DATA PROVIDED:
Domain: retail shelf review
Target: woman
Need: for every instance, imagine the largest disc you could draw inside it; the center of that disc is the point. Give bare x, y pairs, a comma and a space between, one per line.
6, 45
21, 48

TASK DETAILS: Rewrite every line of the material above, requests included, rescaling each x and y coordinate in the answers by a factor of 1.25. Round each result to the nearest whole number, with halves rounded up.

REPLY TO THE EXERCISE:
Domain: retail shelf review
Target: woman
Need: for every instance, imagine the largest disc you could draw inside it; the center of that disc is the point. Give bare x, y pairs, a comma and a space between, one per line.
8, 56
26, 60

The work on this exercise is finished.